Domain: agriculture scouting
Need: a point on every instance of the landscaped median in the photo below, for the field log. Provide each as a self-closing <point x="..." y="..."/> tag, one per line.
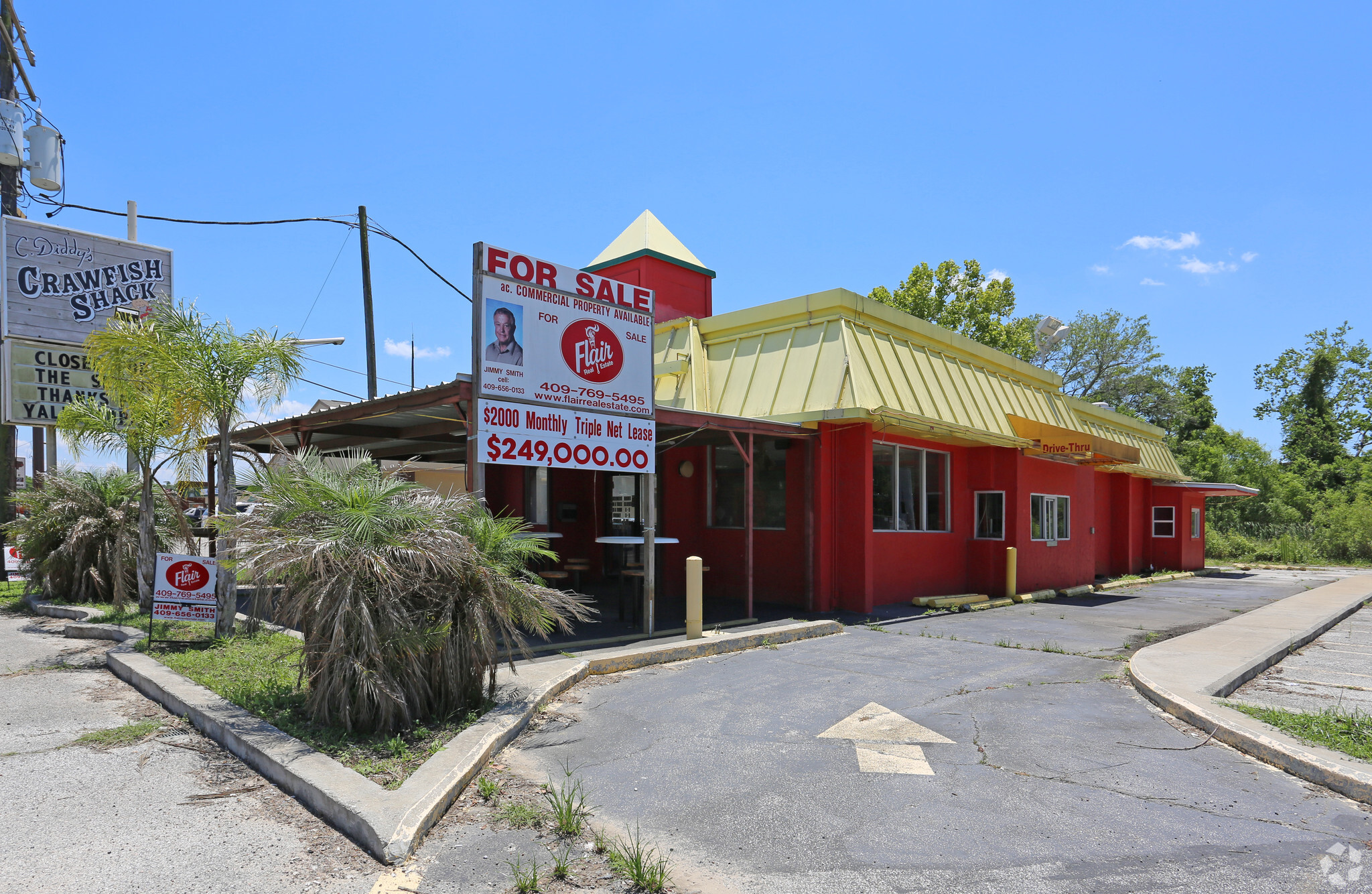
* * *
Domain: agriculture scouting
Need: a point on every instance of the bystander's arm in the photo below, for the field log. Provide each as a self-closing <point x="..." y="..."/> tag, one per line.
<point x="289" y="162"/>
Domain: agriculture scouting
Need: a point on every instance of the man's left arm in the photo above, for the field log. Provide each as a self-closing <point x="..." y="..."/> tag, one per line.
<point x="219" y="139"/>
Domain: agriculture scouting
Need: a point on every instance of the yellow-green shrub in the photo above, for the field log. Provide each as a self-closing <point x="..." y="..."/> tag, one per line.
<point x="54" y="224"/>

**STATED PROBLEM:** Gather every line above that includes the word "photo", and copy each one out in full.

**EXERCISE RESULT:**
Need: a point on every instance of the landscaped median in the photo below, for the field log. Provide each as a self-closing <point x="..." y="..."/> tag, one per line.
Need: a point on every instance of the bystander's arm in the photo below, for the field log. Provide each as a self-closing <point x="..." y="..."/> tag, one per line.
Need: a point on every instance of the man's left arm in the photo above, for the field log. Provide each as a self-closing <point x="..." y="..."/> tag, one per line.
Need: a point on every instance of the yellow-green shrub in the photo above, for the field log. Provide each as a self-closing <point x="..." y="..."/> tag, one per line.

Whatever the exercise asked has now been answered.